What is expected:
Write the data out again in full, with no departure from the original.

Entries supplied:
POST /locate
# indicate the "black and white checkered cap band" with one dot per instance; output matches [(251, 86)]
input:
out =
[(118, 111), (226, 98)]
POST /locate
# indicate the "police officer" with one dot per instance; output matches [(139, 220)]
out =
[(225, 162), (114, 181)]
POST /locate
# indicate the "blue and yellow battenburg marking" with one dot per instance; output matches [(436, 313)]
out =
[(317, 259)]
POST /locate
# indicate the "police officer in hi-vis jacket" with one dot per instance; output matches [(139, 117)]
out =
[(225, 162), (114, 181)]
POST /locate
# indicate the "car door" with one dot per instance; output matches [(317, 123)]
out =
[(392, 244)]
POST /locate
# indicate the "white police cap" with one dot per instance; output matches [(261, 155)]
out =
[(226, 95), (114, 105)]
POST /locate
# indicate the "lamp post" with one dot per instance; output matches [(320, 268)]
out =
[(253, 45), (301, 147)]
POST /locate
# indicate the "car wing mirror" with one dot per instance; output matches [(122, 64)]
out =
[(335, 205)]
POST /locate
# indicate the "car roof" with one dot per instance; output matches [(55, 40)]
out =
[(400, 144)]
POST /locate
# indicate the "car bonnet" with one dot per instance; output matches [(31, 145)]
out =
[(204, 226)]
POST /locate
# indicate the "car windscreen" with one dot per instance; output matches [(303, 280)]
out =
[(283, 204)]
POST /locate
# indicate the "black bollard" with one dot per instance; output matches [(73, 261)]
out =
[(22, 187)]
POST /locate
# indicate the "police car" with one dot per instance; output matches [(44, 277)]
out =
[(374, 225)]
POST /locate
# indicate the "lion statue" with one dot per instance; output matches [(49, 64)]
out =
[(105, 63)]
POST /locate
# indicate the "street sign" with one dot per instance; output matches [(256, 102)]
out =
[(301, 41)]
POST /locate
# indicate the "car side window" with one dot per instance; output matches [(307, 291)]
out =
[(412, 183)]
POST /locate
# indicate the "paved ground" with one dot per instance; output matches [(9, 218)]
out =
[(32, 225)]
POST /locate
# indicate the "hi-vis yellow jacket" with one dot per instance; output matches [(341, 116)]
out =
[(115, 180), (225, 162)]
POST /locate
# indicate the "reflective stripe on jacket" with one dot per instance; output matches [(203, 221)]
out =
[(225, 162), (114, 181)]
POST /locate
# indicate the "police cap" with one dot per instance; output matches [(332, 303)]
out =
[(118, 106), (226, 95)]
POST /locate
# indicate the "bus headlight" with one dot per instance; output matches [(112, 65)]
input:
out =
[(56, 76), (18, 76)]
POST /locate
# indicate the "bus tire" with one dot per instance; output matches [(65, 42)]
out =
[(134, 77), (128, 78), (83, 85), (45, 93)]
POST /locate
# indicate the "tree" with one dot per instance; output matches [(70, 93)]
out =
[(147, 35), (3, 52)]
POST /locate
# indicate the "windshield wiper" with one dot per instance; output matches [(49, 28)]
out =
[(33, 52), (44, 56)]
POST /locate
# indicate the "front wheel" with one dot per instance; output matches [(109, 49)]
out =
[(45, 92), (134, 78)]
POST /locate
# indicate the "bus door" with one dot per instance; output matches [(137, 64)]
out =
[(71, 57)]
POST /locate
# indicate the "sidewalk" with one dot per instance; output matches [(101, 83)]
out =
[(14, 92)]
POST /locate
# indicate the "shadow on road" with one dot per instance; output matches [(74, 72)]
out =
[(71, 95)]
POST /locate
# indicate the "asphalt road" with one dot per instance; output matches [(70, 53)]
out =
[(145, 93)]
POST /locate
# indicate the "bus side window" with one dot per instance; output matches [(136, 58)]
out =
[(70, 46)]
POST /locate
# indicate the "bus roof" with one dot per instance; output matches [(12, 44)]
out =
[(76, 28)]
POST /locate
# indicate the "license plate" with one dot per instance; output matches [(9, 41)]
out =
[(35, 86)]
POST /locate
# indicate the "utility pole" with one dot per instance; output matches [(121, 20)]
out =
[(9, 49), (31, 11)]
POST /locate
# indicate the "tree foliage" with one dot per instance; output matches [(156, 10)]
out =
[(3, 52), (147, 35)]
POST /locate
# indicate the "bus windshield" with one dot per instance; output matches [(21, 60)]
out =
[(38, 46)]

Task answer:
POST /locate
# indicate the "black and white checkered cap band" with one dot per instance; output matches [(251, 86)]
input:
out =
[(118, 111), (226, 98)]
POST /locate
# indicate the "police officer" with one dot per instance; output matches [(139, 220)]
out =
[(225, 162), (114, 181)]
POST /locate
# indicate the "blue and yellow battenburg marking" with one dot per instance; output matches [(436, 313)]
out =
[(317, 259)]
POST /locate
# indicate the "police officer in hi-vis jacket" with one dot per instance; output matches [(139, 117)]
out =
[(225, 162), (114, 181)]
POST /locate
# indicate the "car door" with one dot per instance; output matches [(317, 123)]
out =
[(392, 244)]
POST /locate
# indicate the "white police cap" with one dot per instance; output matches [(261, 155)]
out =
[(226, 95), (114, 105)]
POST /locate
# indicate the "lamp post" with one dot per instance; output matches [(320, 268)]
out =
[(253, 45), (301, 147)]
POST /locate
# indicate the "car wing mirror" with one dot per instance; output matches [(122, 64)]
out =
[(335, 205)]
POST /locate
# indicate the "car roof" with one dot per instance; output matches [(55, 40)]
out =
[(400, 144)]
POST /locate
# indicate the "car bonnet" with one dot per instance; output matches [(31, 145)]
out =
[(204, 226)]
POST /locate
# indicate the "car windscreen" with one dot per instance; output matches [(303, 280)]
out =
[(283, 204)]
POST /locate
# indicate the "black bollard" with one dot per instance; output matches [(73, 261)]
out =
[(22, 187)]
POST /locate
# indicate the "police car" with one dot per instance; output matches [(44, 277)]
out =
[(374, 225)]
POST /locate
# indicate the "lion statue" with one dot per instance; output matches [(49, 64)]
out =
[(105, 63)]
POST /locate
# indicate the "street sign" with one dot per instance; output matches [(256, 102)]
out =
[(301, 41)]
POST /locate
# indicate the "car side window" with one dot per instance; output matches [(307, 291)]
out =
[(412, 183)]
POST /locate
# indicate the "paved ground" with one dot per instance; output matches [(9, 218)]
out =
[(32, 225)]
POST /locate
# indicate the "hi-vis yellow jacket" with one dot per instance; output matches [(341, 116)]
out =
[(115, 180), (225, 162)]
POST /locate
# indicate the "reflective stripe on jacket" with one dot per instance; output matches [(203, 221)]
out =
[(225, 162), (114, 181)]
POST /locate
# indicate the "police cap" with one dot per instance; output matches [(332, 303)]
out =
[(118, 106), (226, 95)]
POST /locate
# indicate the "bus headlight" with one dot per instance; output matches [(112, 65)]
input:
out =
[(56, 76), (18, 76)]
POST /locate
# indicate the "bus tire" with one dot per instance; output matches [(65, 42)]
out =
[(134, 77), (128, 78), (83, 85), (45, 93)]
POST /locate
# indicate the "tree" with one dot per instance; output matches [(70, 93)]
out =
[(147, 35), (3, 52)]
POST /locate
# indicate the "windshield wiper" with one dot per instance; output matches [(49, 28)]
out =
[(33, 52), (44, 56)]
POST /locate
# indicate the "front wheel" with one dot per instance; output matches [(109, 49)]
out =
[(45, 92), (134, 78)]
POST /locate
# indicate the "bus door" with one dot per instance; output matches [(137, 64)]
out =
[(71, 57)]
POST /locate
# indicate the "sidewalk" with one dot per instance; output matches [(101, 83)]
out =
[(14, 92)]
POST /locate
# indicate the "shadow on road" with one dot per instance; output matches [(74, 72)]
out =
[(71, 95)]
POST /locate
# indicate the "asphalt road" with one dot per instance; output matches [(70, 53)]
out =
[(145, 93)]
POST /locate
# indicate the "bus side window" with one dot per instance; output matches [(136, 58)]
out =
[(70, 46)]
POST /locate
# indicate the "bus roof" with one dot per instance; output matches [(12, 44)]
out =
[(76, 28)]
POST /locate
# indicate the "license plate" with one dot per instance; output matches [(9, 41)]
out =
[(35, 86)]
POST /locate
# indicate the "utility pole" with one dot per instance; output matches [(121, 20)]
out =
[(9, 49), (31, 11)]
POST /locate
# indicate the "tree foliage" with one dot per instance; output matches [(156, 10)]
out =
[(3, 52), (147, 35)]
POST /locate
# indicate the "bus windshield" with one dot per instance; output matches [(21, 60)]
out =
[(38, 46)]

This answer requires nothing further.